# TEXT SEGMENT
■ ■ ■

So let’s talk about mental illness.
I locked my keys in my car today. Right in front of the supermarket. I needed to run back out to find three nickels in the ashtray. My keys, usually attached to my belt loop, were instead in the front pocket of my hooded sweatshirt. I was rushing, they fell out. I heard the lock beep when the door closed and instantly realized they weren’t in my pocket or swinging from my belt at that moment.
That’s a wonderful feeling. I’m sure you’ve all had it.
It hadn’t been a good week, I’m afraid. A temporary cash crunch left a temporary household budget shortfall, which meant that I hadn’t had any caffeine in multiple days. In addition to other very useful mood stabilizing devices that cost money as well. Even if it’s just a few dollars, some is usually still more than none. The fact that I was running out to the car to find three nickels should tell you just how tight I was running that day.

■ ■ ■

# DATA EXCERPTS
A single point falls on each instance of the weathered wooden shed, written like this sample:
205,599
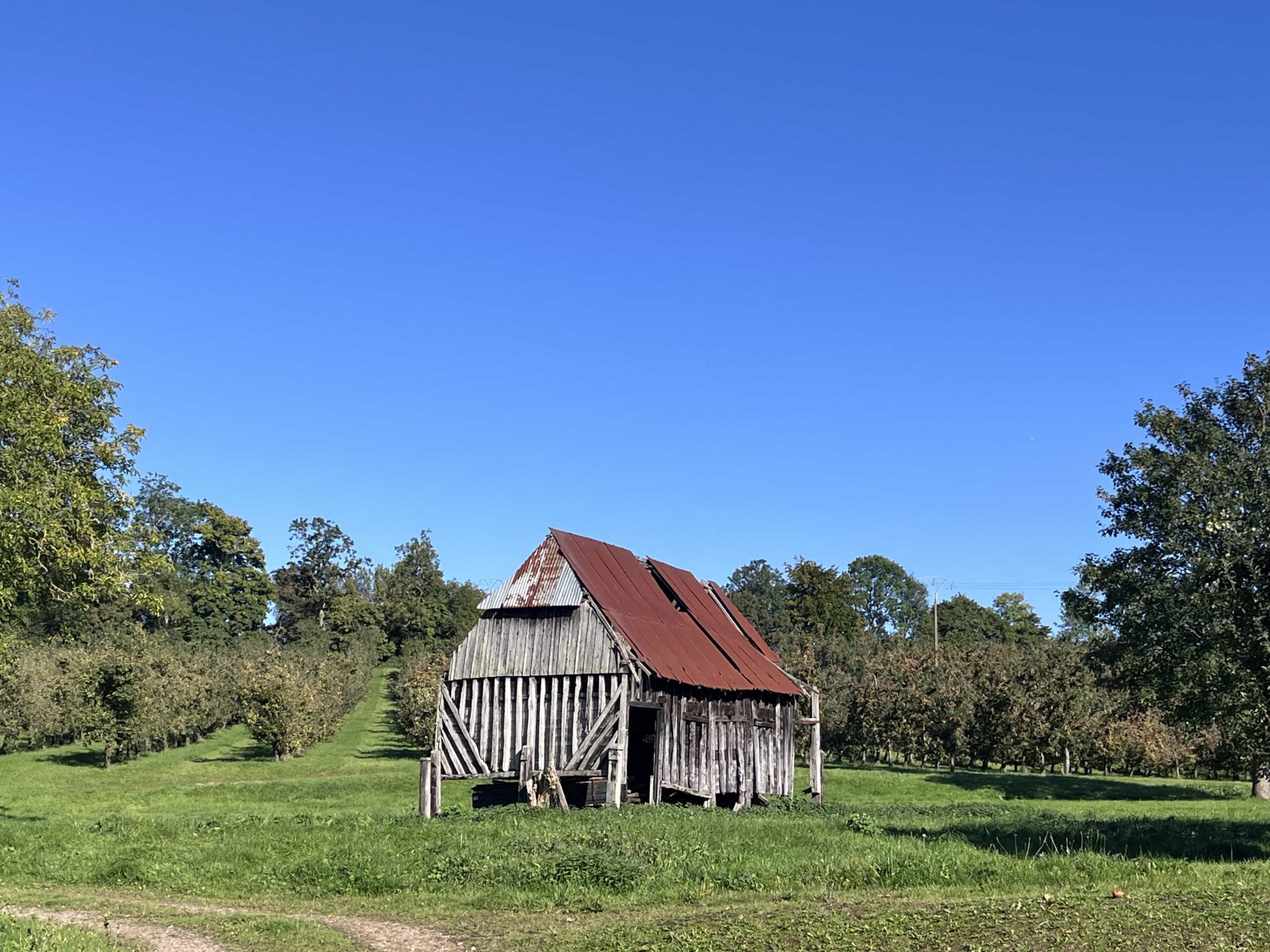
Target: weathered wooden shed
627,678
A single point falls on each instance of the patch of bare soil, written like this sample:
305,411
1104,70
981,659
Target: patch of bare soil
159,939
388,936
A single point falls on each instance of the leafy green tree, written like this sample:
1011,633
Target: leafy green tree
821,601
323,563
890,601
963,621
64,468
1021,620
421,607
759,591
1188,592
203,567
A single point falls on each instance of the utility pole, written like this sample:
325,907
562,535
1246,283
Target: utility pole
935,583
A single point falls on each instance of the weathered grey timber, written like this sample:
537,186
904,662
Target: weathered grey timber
659,691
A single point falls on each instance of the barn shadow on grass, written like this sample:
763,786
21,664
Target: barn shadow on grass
1046,786
1039,835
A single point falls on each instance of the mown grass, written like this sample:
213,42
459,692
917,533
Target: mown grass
22,935
336,829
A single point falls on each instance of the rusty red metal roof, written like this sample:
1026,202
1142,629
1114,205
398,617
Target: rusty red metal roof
743,624
729,639
674,644
545,581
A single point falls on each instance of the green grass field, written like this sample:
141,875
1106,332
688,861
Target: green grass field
896,860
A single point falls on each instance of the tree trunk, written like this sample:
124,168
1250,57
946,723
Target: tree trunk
1262,777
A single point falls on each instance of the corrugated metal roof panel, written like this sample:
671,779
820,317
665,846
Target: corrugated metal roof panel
743,624
545,581
729,639
671,643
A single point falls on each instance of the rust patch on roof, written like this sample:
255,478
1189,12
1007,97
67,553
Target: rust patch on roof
544,581
698,647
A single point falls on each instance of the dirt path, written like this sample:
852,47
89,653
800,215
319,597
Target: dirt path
379,935
159,939
388,936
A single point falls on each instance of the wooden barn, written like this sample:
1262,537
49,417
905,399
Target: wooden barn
595,676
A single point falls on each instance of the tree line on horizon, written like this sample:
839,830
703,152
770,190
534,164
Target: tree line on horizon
139,619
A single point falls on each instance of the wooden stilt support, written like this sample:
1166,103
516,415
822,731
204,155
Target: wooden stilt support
435,794
426,786
556,790
816,760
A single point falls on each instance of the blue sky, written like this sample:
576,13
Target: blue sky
710,281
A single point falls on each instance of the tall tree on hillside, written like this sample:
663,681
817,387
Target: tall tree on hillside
64,464
1188,595
963,621
323,563
759,591
420,606
890,601
1020,619
205,569
821,601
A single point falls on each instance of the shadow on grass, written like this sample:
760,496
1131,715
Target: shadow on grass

■ ■ ■

# TASK TO CARRY OUT
Go on with the personal essay about mental illness and the keys locked in the car, picking up after its final sentence. The items are not needed here.

# TASK RESPONSE
That’s life. It does happen. The problem with money is that even after you take steps to stabilize, climbing out of a hole can be a long and fraught process. I didn’t have any regular income for months. Now I do, from a couple sources. The state is paying me for taking care of my mom while she’s sick – something I’d obviously be doing anyway, and was doing well before the money arrived, but which is nonetheless extraordinarily welcome. I’m writing for the Journal every week again, although the last few weeks have been disrupted through a few factors both my fault and not. I’m trying to build my Patreon income.
It’s the last source that offers the greatest possibility for growth, but for now the first two, while small, are stable. And it’s that stability more than anything I need right now. I knew when I moved back in with my parents that the worst thing I could possibly do would be to get my finances tangled with theirs. This is honestly more for their protection than mine, as my finances could best be described with the famous phrase “Don’t dead open inside.” My parents are both disabled and retired, living off social security income. They run a very tight ship as it is, and when my mom got sick everything got blown to kingdom come. We’ve all been crawling out of that hole together.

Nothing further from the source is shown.